Show each line in the listing below that contains the word "surface".

* [RECORDS SHOWN]
----------
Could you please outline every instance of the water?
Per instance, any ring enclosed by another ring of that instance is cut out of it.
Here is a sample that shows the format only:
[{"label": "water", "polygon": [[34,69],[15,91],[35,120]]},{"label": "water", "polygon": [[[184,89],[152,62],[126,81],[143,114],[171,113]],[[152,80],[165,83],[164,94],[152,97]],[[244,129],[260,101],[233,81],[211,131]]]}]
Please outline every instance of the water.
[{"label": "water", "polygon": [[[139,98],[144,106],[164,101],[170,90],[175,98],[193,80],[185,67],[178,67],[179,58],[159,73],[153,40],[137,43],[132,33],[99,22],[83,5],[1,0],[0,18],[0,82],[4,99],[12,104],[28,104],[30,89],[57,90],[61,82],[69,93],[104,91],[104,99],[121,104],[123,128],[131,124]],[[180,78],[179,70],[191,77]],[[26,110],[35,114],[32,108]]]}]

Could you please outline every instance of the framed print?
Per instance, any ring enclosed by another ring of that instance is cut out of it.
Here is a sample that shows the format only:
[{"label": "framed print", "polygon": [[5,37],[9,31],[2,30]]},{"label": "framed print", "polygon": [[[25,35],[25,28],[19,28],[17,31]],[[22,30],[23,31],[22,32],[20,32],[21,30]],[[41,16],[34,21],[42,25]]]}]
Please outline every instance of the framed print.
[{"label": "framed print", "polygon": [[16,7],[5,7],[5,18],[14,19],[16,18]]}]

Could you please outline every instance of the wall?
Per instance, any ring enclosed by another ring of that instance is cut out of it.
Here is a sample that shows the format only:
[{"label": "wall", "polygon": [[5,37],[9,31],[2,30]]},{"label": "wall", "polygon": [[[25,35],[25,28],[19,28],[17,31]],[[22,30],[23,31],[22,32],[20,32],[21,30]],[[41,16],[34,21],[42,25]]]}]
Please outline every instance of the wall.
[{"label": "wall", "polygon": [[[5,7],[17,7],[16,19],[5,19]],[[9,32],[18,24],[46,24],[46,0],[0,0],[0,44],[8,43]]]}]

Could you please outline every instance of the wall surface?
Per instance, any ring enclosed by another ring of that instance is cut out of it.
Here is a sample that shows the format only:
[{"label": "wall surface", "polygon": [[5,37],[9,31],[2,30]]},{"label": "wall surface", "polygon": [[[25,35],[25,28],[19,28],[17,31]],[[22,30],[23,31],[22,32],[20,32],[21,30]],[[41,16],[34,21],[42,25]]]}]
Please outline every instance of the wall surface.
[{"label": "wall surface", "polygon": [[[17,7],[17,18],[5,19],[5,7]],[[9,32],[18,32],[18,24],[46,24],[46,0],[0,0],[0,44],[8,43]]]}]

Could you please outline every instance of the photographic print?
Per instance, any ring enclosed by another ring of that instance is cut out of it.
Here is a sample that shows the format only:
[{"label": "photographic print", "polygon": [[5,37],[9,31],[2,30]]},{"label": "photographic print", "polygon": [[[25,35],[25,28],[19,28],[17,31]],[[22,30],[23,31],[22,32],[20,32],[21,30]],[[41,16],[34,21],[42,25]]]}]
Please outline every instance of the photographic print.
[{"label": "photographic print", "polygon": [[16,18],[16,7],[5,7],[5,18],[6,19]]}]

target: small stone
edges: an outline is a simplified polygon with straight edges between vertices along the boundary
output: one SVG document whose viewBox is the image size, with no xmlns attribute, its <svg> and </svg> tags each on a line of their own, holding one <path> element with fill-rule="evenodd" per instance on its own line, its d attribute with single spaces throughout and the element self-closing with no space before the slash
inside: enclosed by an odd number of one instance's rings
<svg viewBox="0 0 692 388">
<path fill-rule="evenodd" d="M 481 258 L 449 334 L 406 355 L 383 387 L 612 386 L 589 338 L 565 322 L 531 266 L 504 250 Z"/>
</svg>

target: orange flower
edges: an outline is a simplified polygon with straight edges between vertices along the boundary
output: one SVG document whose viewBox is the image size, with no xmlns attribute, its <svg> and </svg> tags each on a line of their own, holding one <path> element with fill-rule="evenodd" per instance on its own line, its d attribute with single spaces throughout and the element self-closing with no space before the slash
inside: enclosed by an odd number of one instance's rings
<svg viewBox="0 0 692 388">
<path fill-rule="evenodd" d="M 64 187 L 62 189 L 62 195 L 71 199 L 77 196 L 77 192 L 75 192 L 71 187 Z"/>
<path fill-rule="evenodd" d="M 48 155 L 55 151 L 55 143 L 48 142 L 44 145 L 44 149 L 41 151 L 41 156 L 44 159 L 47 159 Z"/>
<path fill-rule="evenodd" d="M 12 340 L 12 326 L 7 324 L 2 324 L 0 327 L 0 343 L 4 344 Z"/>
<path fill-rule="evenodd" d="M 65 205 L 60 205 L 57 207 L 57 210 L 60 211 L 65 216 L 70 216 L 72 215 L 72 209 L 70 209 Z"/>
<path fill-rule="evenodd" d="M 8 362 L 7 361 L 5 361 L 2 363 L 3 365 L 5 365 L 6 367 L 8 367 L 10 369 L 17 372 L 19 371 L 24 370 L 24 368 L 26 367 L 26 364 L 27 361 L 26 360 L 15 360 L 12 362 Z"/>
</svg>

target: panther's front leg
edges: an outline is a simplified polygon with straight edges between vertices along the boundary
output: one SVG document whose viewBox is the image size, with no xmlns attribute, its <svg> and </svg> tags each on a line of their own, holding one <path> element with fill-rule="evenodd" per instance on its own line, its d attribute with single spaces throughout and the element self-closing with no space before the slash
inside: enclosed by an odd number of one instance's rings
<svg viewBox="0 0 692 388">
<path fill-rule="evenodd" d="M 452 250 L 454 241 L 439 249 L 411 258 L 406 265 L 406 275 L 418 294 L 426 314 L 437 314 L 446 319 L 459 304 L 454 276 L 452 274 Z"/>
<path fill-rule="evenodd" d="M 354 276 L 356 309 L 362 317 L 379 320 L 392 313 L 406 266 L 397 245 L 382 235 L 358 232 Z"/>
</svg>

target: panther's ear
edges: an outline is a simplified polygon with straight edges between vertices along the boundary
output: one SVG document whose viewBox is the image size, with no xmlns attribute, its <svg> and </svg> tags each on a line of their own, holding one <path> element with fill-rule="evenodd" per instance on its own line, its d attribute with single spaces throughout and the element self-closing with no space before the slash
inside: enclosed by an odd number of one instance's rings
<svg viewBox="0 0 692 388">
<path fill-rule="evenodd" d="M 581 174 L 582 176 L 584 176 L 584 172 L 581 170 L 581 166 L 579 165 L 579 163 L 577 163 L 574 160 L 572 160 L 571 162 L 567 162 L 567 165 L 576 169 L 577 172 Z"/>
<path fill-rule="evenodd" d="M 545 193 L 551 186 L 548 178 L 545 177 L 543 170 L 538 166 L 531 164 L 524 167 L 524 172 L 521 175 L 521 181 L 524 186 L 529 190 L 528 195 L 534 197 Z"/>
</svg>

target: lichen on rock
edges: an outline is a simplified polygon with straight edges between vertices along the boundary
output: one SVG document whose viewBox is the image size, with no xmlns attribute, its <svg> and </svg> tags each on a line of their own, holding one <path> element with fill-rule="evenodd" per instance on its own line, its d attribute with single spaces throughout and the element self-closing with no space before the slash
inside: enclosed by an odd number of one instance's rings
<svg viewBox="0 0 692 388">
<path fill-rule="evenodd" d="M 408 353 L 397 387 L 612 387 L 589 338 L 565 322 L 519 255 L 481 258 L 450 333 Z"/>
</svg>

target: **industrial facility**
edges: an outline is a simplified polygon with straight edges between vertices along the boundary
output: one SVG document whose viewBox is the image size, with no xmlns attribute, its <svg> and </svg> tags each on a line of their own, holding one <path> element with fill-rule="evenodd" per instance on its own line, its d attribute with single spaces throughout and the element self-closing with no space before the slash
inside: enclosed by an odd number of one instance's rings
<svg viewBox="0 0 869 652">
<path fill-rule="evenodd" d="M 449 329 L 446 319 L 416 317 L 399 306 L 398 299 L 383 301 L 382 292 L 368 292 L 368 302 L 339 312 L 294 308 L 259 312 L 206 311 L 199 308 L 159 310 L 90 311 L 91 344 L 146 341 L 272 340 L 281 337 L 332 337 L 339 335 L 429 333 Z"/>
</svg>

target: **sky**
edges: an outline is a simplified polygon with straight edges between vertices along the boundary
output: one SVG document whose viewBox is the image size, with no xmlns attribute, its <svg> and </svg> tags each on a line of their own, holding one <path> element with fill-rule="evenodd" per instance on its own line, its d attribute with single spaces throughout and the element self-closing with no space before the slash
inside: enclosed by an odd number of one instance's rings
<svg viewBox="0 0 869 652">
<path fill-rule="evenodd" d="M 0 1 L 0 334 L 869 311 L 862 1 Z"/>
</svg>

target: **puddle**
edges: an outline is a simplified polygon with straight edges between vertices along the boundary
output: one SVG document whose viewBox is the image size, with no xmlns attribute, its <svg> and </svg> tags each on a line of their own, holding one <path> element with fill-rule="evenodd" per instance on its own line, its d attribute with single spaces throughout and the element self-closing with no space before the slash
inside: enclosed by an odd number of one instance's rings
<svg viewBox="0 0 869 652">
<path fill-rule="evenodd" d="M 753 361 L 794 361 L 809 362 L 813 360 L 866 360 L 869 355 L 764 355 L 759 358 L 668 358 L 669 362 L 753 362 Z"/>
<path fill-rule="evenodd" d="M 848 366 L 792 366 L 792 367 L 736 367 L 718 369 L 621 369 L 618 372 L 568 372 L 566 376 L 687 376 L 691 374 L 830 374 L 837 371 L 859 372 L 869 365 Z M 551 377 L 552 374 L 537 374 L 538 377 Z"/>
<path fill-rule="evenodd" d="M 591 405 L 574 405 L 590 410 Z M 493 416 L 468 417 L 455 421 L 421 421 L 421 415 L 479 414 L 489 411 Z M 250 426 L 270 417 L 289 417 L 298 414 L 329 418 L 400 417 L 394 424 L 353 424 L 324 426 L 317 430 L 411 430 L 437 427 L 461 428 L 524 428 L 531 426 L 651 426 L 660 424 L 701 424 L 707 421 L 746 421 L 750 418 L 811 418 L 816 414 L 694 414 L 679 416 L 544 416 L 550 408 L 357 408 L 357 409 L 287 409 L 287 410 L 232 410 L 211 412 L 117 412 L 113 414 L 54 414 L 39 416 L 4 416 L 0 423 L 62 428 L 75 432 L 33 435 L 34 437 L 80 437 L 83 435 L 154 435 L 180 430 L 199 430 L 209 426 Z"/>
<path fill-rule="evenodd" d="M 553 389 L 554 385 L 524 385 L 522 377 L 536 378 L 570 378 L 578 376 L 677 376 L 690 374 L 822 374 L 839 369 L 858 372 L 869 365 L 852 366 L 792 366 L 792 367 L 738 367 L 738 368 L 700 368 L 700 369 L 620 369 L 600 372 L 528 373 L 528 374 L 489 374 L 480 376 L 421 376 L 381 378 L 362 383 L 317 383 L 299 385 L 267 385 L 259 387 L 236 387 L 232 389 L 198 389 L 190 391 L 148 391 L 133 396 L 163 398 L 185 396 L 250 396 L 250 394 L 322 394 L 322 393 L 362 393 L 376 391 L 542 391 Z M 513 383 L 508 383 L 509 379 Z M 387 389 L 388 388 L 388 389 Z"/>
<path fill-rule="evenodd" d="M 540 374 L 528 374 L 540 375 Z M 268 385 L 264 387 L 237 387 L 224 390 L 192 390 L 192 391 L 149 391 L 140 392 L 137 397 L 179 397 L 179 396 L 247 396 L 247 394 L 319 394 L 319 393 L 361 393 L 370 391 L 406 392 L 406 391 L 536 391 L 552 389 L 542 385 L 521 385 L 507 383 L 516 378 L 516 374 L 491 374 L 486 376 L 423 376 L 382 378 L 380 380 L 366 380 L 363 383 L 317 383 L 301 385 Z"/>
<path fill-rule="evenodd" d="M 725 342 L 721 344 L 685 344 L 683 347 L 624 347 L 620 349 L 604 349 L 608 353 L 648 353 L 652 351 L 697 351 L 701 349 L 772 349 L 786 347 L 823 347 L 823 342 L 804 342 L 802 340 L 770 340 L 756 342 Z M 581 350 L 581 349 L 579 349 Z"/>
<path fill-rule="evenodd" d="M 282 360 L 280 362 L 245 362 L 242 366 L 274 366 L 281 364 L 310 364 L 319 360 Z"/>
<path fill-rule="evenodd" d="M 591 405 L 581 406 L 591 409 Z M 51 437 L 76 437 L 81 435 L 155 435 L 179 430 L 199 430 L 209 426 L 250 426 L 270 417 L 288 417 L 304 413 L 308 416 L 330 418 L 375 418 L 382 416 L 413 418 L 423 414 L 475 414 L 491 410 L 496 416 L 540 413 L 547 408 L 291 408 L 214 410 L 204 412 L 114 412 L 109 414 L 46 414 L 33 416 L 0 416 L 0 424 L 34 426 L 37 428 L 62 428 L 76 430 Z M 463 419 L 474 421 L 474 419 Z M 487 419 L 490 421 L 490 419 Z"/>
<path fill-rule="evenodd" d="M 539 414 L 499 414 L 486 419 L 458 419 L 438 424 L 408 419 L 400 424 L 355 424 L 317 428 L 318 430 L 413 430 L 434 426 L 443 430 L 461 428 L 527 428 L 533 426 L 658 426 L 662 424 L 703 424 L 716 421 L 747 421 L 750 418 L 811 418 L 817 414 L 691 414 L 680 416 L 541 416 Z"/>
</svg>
----------
* [FINAL RESULT]
Could you please outline every instance of the wall surface?
[{"label": "wall surface", "polygon": [[5,37],[9,31],[2,30]]},{"label": "wall surface", "polygon": [[[25,35],[25,28],[19,28],[17,31]],[[22,30],[23,31],[22,32],[20,32],[21,30]],[[41,16],[34,21],[42,25]]]}]
Please outline every instance of the wall surface.
[{"label": "wall surface", "polygon": [[[17,7],[17,18],[5,19],[5,7]],[[9,32],[18,32],[18,24],[46,24],[46,0],[0,0],[0,44],[8,43]]]}]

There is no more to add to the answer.